**Stored rows**
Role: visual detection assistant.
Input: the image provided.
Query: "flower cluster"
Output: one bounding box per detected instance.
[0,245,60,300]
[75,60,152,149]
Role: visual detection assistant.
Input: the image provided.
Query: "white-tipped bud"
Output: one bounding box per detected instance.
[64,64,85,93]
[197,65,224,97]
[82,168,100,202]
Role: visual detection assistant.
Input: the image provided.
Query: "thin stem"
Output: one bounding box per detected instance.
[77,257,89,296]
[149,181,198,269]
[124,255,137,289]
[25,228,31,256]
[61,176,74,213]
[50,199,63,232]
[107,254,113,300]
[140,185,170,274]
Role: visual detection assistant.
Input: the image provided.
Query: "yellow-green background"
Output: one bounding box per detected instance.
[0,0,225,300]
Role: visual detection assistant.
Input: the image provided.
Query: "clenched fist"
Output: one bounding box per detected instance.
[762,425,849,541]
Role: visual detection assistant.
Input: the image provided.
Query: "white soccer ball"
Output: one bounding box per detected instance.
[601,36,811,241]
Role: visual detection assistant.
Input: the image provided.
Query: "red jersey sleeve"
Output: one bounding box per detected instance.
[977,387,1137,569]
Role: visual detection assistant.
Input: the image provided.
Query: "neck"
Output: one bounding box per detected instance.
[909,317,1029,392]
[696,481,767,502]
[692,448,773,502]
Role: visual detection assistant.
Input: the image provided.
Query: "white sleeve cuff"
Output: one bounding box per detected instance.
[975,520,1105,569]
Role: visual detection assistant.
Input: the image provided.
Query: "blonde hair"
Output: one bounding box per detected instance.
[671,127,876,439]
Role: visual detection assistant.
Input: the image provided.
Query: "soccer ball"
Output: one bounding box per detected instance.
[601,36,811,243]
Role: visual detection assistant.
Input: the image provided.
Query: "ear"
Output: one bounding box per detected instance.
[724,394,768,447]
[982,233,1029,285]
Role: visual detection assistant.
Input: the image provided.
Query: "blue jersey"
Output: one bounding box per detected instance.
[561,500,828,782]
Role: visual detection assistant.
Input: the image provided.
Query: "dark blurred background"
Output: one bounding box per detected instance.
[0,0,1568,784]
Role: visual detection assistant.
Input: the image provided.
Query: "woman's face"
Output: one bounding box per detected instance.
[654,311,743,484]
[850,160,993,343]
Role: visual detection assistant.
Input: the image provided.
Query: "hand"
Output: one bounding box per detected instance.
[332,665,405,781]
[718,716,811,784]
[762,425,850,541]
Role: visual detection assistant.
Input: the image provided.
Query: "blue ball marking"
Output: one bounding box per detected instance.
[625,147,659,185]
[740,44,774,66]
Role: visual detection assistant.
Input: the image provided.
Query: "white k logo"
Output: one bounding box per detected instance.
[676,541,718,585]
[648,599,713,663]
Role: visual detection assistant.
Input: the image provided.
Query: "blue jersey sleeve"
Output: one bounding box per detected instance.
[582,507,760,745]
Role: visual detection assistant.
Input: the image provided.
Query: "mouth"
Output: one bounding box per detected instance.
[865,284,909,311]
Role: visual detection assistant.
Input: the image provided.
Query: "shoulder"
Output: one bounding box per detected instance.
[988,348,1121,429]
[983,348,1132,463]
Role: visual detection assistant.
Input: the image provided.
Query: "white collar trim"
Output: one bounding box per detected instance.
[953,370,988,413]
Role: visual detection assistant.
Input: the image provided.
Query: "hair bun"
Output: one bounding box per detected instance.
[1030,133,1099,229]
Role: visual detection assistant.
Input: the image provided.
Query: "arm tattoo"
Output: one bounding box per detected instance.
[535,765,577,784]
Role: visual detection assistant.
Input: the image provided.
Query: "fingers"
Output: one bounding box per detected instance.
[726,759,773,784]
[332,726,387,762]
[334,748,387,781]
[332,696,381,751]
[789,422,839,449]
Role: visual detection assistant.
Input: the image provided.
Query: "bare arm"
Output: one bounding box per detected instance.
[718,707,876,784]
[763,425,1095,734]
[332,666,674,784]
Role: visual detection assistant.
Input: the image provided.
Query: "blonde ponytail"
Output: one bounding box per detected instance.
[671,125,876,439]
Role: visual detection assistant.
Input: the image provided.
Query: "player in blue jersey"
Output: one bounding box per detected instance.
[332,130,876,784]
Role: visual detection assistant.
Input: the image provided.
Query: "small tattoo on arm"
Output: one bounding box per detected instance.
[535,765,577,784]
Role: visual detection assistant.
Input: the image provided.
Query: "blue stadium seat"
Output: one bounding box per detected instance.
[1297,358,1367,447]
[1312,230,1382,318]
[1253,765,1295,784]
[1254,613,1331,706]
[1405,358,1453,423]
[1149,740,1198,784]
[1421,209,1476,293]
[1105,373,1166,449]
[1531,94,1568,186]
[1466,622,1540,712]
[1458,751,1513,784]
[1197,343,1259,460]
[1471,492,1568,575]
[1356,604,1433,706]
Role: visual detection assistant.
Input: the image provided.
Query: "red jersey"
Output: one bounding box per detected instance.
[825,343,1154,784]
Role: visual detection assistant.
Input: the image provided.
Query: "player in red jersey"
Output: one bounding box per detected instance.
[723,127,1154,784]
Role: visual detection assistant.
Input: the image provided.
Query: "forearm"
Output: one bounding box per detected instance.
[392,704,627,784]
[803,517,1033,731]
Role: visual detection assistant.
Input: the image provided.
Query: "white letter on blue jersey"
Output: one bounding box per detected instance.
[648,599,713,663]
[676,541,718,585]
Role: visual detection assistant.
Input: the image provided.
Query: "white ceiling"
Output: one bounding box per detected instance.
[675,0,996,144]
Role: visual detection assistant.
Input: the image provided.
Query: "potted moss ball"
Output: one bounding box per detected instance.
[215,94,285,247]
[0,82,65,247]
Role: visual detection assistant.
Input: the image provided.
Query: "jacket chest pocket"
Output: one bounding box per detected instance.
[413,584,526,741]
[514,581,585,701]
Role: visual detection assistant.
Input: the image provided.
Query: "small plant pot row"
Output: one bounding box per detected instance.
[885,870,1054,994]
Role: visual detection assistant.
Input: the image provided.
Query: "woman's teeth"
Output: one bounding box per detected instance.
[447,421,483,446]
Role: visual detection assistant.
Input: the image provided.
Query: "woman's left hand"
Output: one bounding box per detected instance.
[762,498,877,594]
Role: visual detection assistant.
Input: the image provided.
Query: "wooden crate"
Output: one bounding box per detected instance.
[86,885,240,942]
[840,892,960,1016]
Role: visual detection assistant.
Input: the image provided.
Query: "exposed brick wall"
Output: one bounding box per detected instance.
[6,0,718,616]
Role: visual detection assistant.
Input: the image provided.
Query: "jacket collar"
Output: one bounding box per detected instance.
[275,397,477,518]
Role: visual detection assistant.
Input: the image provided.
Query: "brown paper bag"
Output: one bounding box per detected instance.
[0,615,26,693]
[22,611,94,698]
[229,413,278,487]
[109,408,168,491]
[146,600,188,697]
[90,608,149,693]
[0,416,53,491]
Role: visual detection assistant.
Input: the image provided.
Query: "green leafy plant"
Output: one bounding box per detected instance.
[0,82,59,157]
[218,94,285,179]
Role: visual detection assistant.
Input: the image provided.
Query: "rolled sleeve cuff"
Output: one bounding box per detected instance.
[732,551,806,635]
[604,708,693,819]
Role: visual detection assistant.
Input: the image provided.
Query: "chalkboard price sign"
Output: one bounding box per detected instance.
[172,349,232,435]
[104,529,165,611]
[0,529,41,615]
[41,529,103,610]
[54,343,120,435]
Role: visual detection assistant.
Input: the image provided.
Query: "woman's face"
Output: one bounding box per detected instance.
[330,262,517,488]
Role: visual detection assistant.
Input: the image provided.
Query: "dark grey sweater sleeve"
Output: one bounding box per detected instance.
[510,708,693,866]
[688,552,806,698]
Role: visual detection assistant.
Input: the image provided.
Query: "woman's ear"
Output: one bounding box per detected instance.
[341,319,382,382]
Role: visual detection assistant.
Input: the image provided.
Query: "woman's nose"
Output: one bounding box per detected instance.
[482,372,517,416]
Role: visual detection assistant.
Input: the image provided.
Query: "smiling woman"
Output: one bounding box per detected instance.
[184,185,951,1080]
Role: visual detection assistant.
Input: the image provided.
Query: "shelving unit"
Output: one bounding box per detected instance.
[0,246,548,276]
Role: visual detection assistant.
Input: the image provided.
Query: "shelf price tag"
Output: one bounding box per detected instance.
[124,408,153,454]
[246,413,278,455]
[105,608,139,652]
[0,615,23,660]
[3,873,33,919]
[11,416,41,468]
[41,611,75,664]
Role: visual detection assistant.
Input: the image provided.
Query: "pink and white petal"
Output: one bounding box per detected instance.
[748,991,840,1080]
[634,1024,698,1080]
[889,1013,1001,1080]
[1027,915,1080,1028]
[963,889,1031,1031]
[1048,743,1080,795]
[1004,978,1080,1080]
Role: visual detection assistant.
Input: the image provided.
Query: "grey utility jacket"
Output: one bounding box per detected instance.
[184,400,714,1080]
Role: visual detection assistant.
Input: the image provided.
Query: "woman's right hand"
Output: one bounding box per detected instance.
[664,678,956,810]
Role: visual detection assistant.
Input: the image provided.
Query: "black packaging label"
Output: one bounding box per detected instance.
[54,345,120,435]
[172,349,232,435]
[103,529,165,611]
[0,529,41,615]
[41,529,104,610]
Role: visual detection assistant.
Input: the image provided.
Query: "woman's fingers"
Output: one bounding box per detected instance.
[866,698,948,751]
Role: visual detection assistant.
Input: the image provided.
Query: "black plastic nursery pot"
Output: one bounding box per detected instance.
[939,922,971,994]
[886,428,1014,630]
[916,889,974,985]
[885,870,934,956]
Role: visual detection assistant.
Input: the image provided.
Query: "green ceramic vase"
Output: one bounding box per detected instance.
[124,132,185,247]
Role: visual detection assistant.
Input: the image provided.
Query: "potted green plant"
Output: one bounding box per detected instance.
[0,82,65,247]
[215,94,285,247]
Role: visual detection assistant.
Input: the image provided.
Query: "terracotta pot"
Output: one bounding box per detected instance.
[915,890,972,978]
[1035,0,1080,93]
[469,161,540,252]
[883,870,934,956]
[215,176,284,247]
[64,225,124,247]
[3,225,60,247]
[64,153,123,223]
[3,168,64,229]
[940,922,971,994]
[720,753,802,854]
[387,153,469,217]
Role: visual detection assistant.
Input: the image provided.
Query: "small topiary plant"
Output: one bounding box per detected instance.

**Exercise brief**
Please reproduce the material word for word, starting with its first line and stopping after the line that contains "[762,425,849,541]".

**Finished task**
Role: visual detection assistant.
Input: the image provided.
Query: "flower cluster"
Output: one bounding box per detected instance.
[0,245,60,300]
[75,60,152,149]
Role: visual detection assistant.
Input: the image provided.
Query: "white-tipped bud"
Output: one bounding box per detected instance.
[64,64,85,93]
[197,65,224,97]
[82,168,100,202]
Role: visual detection assistant.
Input: the image provided.
Query: "thin stem"
Output: one bounding box per detected instance.
[77,257,89,296]
[149,181,198,269]
[124,255,137,289]
[25,228,31,256]
[61,176,74,213]
[50,199,63,232]
[107,254,113,300]
[140,185,170,274]
Role: visual detection assistant.
Input: the image provided.
Query: "yellow-green background"
Output: one bounding box per detected instance.
[0,0,225,300]
Role: visual detection assistant.
Input: the image provided.
Query: "clenched fist"
Output: one bounding box per detected instance.
[762,425,849,541]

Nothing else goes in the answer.